- [Page]:
---

Une nouvelle polémique éclot vers la fin de 2017. Elle concerne cette fois le passé simple. Comme elle met en scène moins de participants et que ceux-ci sont plus avisés, on a l’impression d’assister au championnat de France de la mauvaise foi.

Dans les programmes 2015, l’apprentissage du passé simple a été prévu de façon à être progressif : à l’école maternelle et au cycle 2, les élèves se familiarisent avec les temps du récit (imparfait et passé simple) ; au cycle 3 ils apprennent les valeurs du passé simple et les marques de ce temps, ce qui permet de repérer des passés simples dans un récit, quelle que soit la personne ; ils apprennent également par cœur les formes les plus fréquentes, celles des troisièmes personnes des verbes fréquents ; au cycle 4, ils apprennent à forger toutes les formes, même les plus rares. Cette progressivité tient compte à la fois des processus d’acquisition et des caractéristiques de la langue littéraire, puisque le passé simple est un temps de l’écrit, principalement employé aux troisièmes personnes.

---

- [Données fournies]:
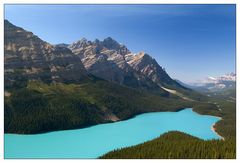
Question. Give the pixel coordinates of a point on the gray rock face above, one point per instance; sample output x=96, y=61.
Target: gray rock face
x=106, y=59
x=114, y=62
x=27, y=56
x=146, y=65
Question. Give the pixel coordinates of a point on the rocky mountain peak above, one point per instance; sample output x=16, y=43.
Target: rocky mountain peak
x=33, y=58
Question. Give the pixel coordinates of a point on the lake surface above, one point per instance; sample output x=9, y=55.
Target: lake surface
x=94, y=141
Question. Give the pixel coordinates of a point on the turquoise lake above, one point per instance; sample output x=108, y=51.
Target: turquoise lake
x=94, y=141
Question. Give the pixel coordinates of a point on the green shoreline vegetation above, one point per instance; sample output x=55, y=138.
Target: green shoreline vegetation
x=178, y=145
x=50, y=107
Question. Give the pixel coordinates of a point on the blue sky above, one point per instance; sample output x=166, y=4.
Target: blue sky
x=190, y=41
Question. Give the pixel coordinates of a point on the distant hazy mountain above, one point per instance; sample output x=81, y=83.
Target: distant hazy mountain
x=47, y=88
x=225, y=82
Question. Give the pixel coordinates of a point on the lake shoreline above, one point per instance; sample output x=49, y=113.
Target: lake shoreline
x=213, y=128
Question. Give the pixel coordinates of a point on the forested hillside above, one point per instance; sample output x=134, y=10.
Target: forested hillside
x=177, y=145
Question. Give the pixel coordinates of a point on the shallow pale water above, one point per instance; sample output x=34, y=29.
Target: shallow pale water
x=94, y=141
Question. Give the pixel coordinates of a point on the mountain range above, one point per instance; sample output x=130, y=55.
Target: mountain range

---

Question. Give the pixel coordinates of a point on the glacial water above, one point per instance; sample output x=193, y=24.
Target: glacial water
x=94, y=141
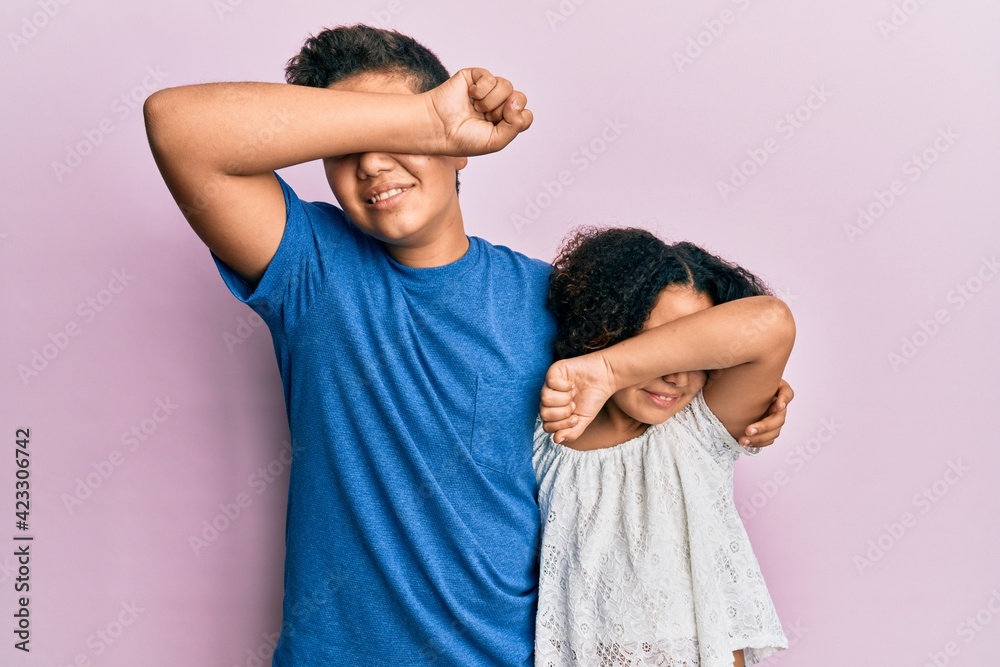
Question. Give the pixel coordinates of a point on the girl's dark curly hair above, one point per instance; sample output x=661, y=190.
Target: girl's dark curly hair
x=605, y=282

---

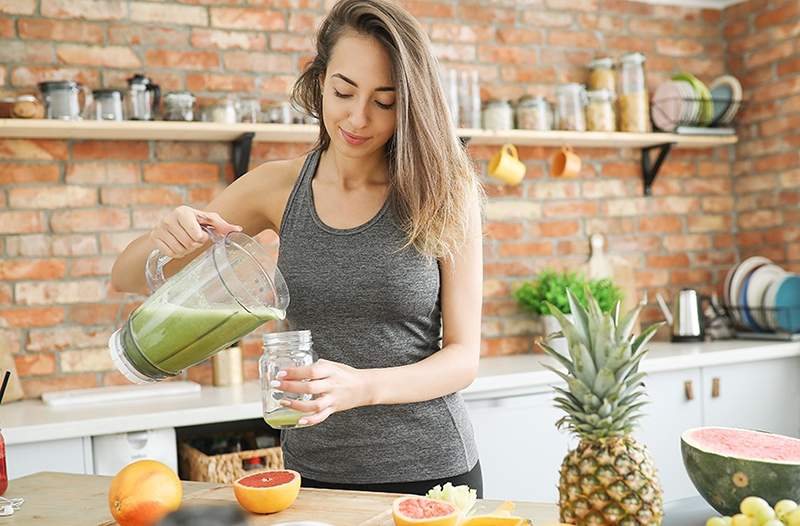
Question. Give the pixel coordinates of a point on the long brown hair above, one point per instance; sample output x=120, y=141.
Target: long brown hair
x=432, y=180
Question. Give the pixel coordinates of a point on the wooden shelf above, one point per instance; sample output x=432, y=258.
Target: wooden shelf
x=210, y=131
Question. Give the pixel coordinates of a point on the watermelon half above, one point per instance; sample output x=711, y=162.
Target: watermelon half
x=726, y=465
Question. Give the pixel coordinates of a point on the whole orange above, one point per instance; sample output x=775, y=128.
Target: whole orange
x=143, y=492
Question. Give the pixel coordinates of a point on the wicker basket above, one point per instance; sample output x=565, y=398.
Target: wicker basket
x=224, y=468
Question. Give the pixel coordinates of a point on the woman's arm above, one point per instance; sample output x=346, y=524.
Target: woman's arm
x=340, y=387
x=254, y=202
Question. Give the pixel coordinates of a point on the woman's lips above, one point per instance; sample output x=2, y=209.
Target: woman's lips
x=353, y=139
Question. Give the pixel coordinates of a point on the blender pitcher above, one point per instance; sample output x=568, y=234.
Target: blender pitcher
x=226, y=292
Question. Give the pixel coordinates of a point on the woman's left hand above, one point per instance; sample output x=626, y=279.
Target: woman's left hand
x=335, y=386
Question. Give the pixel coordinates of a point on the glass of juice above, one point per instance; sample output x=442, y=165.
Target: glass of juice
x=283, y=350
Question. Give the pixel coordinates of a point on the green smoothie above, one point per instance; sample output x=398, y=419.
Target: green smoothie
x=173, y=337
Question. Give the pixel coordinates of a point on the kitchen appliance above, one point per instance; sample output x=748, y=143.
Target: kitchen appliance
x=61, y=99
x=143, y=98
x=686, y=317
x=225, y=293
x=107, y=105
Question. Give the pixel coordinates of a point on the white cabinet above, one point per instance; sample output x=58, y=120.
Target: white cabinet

---

- [Consignes]:
A) Répondez aux questions suivantes sur la page consacrée au passé simple.
(i) Vers quel moment la nouvelle polémique éclot-elle ?
(ii) Quelles formes les élèves du cycle 3 apprennent-ils par cœur ?
(iii) À quel cycle les élèves apprennent-ils à forger toutes les formes ?
B) Prolongez le texte sur l'apprentissage du passé simple à partir de sa dernière phrase.
Les enregistrements ne sont d'aucune utilité ici.

- [Résultats finaux]:
A)
(i) Vers la fin de 2017.
(ii) Les formes les plus fréquentes, celles des troisièmes personnes des verbes fréquents.
(iii) Au cycle 4.

B)
Un universitaire, Alain Borer, entame une charge dans le Point le 31 octobre 2017. Il déplore la disparition du passé simple, et en fait porter la responsabilité à l’école, plus précisément à l’instauration du collège unique et aux ministres de gauche qu’il considère comme des « militants ignorants de la langue française », Jospin et Vallaud-Belkacem. Il attribue à cette dernière la formule « la grammaire est négociable », directement tirée non des propos de la ministre mais du blog de la professeure de lettres évoqué plus haut. Le Figaro enchaîne le 3 janvier 2018, avec un article dans lequel la journaliste annonce avec délectation la montée d’une nouvelle polémique. Selon elle, le passé simple serait en voie de disparaitre à l’école et au début du collège car son usage serait jugé par certains trop « discriminant ».

Le 15 avril 2018, un titre en pleine page du Parisien rassure enfin ceux qui s’inquiètent pour l’école et pour l’état de la société : « Jean-Michel Blanquer : « Le passé simple est une exigence de justice sociale » ». Le projet de révision des programmes est ainsi justifié.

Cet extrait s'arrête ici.